---------- Data in this exercise

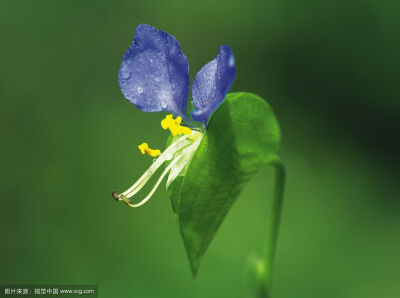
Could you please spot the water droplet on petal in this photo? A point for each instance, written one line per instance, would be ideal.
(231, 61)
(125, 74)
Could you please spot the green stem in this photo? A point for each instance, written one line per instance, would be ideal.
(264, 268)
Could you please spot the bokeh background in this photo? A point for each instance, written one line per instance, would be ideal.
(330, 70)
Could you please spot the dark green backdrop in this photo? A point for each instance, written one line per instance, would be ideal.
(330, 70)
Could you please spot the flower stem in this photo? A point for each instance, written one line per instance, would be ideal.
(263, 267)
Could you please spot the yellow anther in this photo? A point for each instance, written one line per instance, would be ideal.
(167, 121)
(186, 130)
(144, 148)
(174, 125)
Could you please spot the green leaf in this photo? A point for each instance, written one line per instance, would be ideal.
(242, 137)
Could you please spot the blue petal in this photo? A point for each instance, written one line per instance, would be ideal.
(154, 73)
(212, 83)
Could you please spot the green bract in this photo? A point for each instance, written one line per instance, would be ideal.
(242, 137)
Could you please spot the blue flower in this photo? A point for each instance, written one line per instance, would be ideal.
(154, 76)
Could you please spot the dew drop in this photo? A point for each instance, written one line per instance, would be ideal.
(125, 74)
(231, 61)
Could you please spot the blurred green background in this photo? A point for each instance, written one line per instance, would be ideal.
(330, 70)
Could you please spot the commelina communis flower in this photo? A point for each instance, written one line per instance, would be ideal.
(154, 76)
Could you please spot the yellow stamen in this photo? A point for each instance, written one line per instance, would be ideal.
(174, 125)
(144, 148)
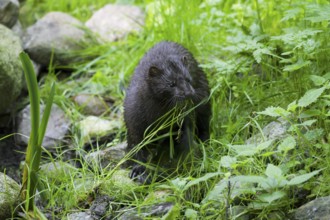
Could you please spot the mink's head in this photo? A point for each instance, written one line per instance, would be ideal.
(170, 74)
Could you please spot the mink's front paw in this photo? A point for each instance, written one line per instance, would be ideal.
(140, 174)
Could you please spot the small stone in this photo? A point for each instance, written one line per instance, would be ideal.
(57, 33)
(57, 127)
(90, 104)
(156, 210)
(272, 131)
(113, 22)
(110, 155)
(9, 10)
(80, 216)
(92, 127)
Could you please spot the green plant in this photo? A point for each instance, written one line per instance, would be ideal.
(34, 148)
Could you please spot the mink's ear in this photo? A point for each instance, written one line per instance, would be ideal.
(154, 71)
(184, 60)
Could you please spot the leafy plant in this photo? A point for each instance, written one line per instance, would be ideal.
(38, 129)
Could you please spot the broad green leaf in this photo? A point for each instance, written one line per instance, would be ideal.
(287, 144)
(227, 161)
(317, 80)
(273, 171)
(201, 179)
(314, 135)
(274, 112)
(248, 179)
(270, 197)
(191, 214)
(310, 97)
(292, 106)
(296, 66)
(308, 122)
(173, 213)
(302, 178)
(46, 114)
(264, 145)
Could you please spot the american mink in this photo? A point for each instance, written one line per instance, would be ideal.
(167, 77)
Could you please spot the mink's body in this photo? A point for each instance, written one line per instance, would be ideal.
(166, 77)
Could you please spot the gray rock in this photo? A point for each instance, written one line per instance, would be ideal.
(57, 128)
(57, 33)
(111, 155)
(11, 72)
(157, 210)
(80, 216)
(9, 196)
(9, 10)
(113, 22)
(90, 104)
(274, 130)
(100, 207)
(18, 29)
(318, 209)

--------------------
---------- Data in this exercise

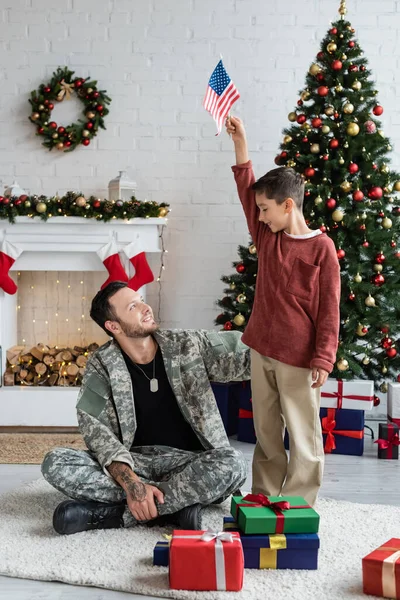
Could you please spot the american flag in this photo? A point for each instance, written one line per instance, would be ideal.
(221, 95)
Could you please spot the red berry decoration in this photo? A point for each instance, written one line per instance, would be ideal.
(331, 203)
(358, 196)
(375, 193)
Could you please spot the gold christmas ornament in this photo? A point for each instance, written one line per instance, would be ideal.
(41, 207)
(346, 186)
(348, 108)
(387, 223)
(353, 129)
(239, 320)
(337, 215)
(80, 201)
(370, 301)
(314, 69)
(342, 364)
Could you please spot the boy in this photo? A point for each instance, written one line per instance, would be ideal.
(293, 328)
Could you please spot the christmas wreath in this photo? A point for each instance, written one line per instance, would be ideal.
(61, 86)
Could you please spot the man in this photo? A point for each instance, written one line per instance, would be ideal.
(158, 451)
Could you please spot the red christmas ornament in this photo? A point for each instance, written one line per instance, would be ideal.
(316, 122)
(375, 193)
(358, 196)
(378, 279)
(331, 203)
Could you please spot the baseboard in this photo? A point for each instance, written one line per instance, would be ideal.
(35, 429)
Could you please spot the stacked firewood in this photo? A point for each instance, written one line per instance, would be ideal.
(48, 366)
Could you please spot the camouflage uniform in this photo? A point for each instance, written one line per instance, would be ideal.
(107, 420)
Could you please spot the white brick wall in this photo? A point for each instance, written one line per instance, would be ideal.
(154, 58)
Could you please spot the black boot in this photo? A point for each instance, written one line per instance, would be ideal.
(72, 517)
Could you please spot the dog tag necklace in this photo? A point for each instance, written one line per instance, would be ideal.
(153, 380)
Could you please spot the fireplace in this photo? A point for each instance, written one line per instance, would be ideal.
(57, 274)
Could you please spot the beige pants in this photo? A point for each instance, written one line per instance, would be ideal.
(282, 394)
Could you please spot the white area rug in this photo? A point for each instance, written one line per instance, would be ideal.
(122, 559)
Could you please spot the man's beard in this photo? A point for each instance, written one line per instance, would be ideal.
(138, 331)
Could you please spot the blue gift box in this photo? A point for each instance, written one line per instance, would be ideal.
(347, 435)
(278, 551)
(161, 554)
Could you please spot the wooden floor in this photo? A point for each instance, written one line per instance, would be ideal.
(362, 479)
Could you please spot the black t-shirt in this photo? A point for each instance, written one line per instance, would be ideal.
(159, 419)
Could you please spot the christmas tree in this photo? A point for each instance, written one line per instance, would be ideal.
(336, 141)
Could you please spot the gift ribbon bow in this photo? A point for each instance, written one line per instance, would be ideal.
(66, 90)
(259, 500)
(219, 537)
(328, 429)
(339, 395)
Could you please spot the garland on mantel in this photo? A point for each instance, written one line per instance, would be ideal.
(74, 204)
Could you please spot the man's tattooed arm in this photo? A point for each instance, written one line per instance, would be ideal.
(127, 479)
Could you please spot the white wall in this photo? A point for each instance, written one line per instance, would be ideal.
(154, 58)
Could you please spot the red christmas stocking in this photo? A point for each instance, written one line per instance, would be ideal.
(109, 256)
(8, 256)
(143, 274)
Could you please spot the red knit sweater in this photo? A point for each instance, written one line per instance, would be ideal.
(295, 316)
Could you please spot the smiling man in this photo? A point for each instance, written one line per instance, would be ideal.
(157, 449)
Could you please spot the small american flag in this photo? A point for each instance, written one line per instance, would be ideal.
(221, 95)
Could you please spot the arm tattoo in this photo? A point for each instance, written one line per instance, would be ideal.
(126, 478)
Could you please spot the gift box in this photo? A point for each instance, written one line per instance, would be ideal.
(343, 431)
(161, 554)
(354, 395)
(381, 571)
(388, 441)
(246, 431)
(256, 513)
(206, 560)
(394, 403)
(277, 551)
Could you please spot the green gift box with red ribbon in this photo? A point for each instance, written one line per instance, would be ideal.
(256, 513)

--------------------
---------- Data in this exercise

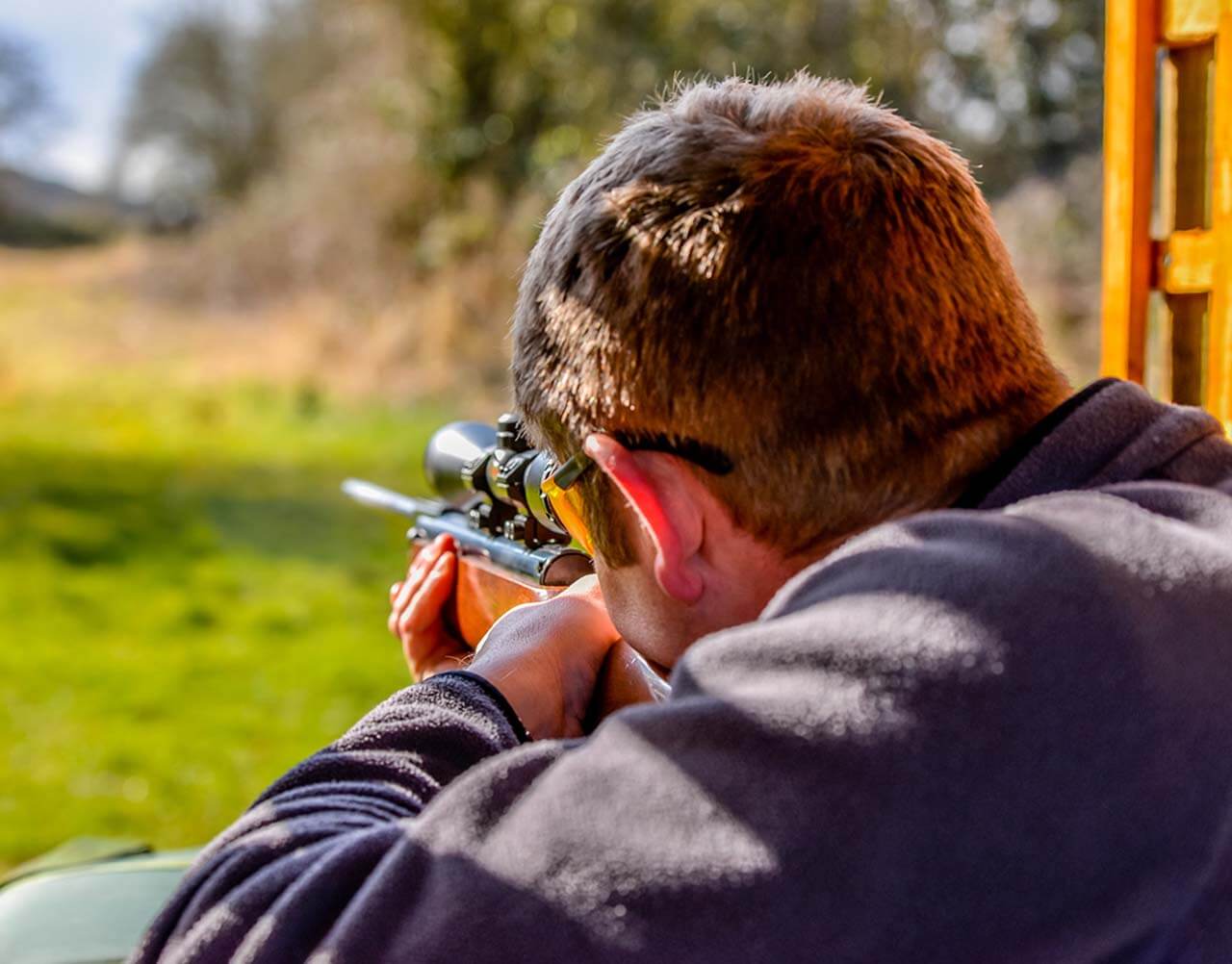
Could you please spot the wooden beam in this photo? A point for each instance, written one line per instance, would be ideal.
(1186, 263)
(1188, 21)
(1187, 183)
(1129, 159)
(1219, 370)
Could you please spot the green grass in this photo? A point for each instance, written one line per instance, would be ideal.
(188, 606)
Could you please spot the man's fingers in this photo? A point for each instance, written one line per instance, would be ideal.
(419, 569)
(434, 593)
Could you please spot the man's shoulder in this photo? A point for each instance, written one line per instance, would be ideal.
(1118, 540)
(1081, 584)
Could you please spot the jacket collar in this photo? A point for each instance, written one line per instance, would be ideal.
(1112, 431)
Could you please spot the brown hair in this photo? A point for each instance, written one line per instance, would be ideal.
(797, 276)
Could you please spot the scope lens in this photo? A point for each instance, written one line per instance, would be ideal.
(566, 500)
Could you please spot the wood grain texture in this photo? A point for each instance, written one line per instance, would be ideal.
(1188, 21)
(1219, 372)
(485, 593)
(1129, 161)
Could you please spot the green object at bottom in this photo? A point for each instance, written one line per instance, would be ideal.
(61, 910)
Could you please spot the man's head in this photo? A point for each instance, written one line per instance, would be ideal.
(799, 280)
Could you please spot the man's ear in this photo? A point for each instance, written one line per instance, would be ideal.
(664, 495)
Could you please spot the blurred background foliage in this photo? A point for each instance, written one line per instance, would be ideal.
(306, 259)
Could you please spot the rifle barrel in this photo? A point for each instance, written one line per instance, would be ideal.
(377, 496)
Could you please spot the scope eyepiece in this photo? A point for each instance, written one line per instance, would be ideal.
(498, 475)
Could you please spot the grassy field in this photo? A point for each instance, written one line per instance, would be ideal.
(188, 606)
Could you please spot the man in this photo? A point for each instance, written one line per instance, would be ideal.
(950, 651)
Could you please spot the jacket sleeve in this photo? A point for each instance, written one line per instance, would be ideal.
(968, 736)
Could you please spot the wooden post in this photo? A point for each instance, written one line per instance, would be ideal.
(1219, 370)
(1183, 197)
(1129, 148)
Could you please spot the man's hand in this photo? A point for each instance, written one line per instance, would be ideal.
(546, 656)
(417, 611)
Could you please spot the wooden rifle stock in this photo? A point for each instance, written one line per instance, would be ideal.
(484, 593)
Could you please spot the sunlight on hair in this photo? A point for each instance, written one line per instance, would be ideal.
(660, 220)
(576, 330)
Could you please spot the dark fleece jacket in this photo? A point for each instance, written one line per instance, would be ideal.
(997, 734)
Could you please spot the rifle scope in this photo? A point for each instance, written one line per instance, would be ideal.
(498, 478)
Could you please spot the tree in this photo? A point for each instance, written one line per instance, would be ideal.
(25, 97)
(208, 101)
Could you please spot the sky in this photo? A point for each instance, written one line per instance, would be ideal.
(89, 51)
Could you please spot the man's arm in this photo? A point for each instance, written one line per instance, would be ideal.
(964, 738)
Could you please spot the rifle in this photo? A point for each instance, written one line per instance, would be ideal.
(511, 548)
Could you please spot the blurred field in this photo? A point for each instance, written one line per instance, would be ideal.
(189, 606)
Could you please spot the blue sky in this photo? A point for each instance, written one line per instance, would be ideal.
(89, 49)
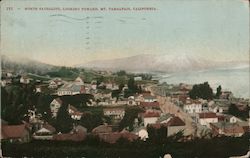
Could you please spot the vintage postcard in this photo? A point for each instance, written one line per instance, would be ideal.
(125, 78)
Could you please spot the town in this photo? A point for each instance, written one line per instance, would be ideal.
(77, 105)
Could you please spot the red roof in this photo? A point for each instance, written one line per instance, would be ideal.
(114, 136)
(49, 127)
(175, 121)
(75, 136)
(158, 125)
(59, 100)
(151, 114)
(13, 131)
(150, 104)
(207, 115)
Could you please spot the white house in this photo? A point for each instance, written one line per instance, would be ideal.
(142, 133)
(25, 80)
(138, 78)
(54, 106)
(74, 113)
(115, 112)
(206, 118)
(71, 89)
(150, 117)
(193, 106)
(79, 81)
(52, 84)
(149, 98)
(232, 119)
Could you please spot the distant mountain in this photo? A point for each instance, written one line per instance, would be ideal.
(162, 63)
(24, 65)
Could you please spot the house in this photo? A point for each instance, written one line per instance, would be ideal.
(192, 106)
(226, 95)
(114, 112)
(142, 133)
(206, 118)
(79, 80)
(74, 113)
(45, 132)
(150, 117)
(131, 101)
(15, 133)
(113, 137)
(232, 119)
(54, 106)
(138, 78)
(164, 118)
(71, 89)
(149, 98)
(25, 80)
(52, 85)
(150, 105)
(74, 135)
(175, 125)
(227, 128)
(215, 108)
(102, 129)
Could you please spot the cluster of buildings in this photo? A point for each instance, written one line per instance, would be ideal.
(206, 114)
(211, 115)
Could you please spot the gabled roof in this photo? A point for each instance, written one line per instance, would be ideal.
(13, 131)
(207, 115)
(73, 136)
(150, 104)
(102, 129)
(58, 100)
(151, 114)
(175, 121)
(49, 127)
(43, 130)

--------------------

Problem details: Collect every line of the items above that contains the string "christmas", and copy each one in full. Case counts.

In response:
Could you please spot the gold christmas ornament in this photo? A point for each instance, written one line per instance, would be ideal.
Could you please spot the christmas wreath in this photo? A point for each instance, written one line per instance, would be ideal.
Could you please spot the red christmas ornament in this photo? A point for each instance, written one line per instance, would be ideal.
Could you please spot the christmas tree in this photo? A point for each instance, written one line per instance, would be ideal.
Could you please spot the red christmas stocking in this photo? A point for each instance, written one line per instance, would be ideal.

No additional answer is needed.